▶ [WHAT TO DO] In the records below, copy out everything from the line containing "In an <instance>" down to the line containing "positive clicks: (205, 356)", both included, reproducing each line verbatim.

+++

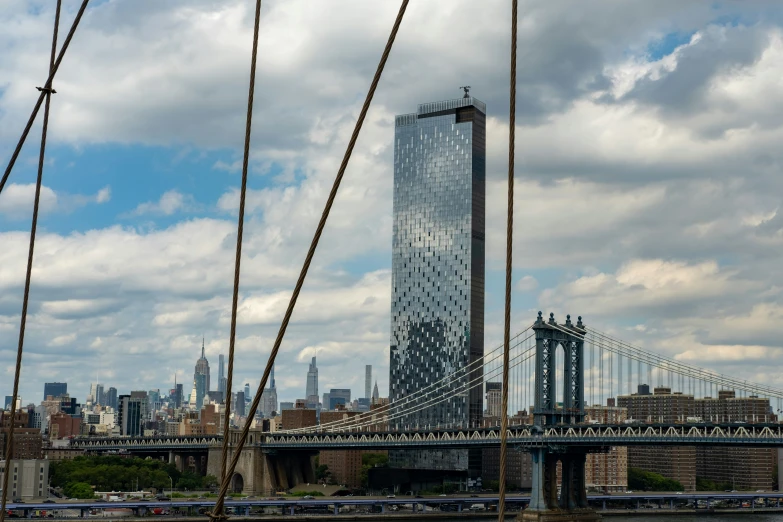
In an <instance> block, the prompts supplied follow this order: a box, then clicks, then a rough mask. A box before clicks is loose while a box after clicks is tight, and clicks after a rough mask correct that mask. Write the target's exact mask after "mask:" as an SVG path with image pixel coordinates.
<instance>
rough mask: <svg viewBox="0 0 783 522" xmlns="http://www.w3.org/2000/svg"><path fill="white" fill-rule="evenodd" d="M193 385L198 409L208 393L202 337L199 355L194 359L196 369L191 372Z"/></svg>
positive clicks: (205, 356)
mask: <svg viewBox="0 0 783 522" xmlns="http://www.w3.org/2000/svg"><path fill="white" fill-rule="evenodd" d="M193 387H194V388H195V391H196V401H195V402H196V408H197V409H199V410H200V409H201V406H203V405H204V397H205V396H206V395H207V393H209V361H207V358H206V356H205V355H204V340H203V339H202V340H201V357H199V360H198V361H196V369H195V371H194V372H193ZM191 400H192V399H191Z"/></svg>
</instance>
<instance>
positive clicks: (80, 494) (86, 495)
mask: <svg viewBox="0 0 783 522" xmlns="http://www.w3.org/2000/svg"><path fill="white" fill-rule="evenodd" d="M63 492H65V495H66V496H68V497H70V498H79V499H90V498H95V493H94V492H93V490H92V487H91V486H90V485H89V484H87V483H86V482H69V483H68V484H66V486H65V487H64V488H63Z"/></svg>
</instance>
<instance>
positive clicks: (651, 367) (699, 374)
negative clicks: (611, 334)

+++

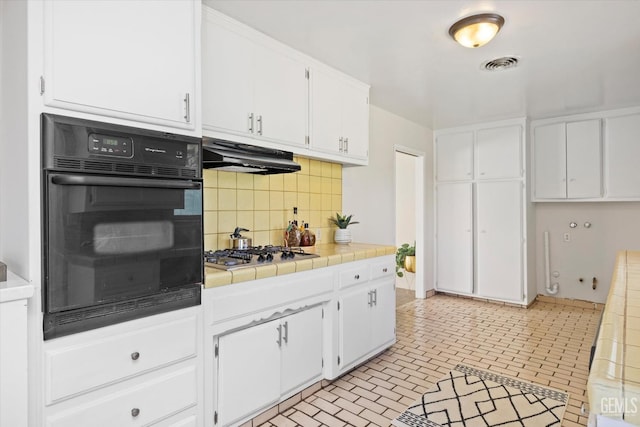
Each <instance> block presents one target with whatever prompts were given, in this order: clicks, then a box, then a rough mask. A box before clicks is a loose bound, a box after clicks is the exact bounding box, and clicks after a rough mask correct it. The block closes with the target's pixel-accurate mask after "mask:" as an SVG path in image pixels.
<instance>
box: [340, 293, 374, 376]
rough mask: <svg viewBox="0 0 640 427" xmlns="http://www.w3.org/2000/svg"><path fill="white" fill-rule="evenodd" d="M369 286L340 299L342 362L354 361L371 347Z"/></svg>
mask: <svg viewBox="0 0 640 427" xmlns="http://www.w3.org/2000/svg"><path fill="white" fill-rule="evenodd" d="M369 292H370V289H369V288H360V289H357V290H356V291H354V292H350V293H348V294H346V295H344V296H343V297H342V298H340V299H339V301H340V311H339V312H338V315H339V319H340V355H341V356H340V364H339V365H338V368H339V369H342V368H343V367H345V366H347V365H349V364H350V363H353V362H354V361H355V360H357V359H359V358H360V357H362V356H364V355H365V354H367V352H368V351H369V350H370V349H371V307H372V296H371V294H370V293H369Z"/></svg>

+++

▶ [RESPONSE]
In an <instance> block, the prompts supplied follow this order: a box, then clicks, then a rough mask. A box before clicks is loose while a box after clicks is tight, and clicks after a rough mask correct that mask. Write the target's exact mask after "mask:" as an SVG path with image pixel coordinates.
<instance>
rough mask: <svg viewBox="0 0 783 522" xmlns="http://www.w3.org/2000/svg"><path fill="white" fill-rule="evenodd" d="M193 385L198 409L208 393L202 337L199 355L194 359L196 369L191 372Z"/></svg>
positive clicks: (205, 356)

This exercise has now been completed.